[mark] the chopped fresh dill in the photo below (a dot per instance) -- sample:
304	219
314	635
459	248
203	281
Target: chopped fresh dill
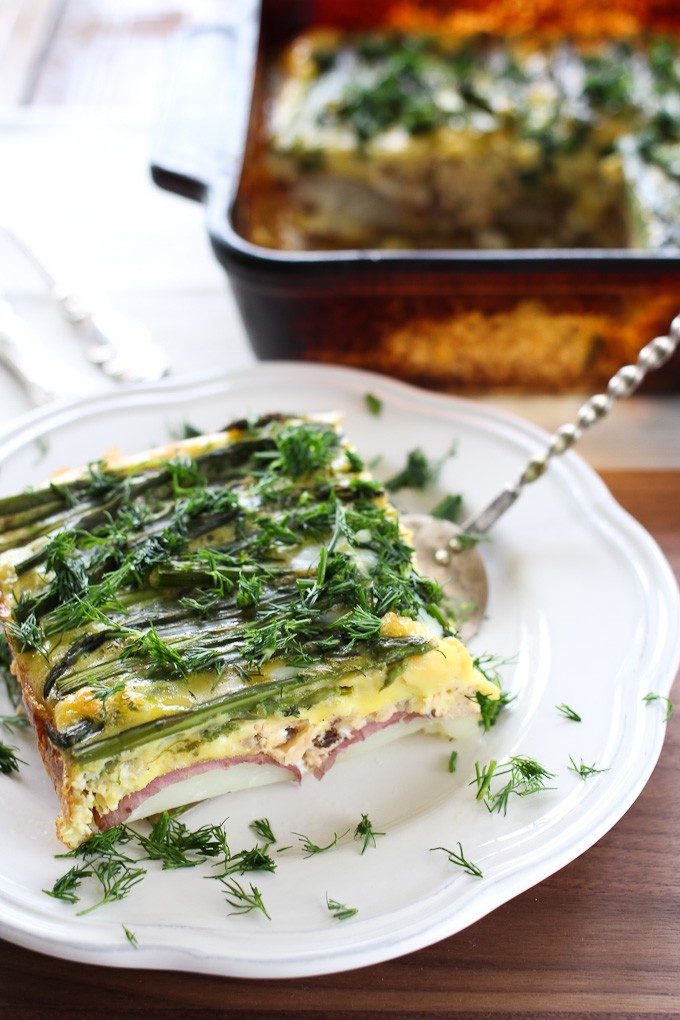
651	697
9	762
583	770
65	887
116	878
366	833
568	713
242	901
524	776
458	857
311	849
13	722
175	846
490	708
262	828
340	911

========================================

WHAT IS EXPECTED
Only the text of the entries belongs in the answer, copied exactly; the pictures stay out.

TASK ANSWER
[mark] the chopped fresh dill in the photo below (a dot per instance) -- sample:
304	219
314	635
459	248
203	281
Target: chopped fresh dill
651	697
9	762
583	770
65	887
116	878
366	833
568	713
242	901
524	776
458	857
311	849
13	722
175	846
490	708
262	828
340	911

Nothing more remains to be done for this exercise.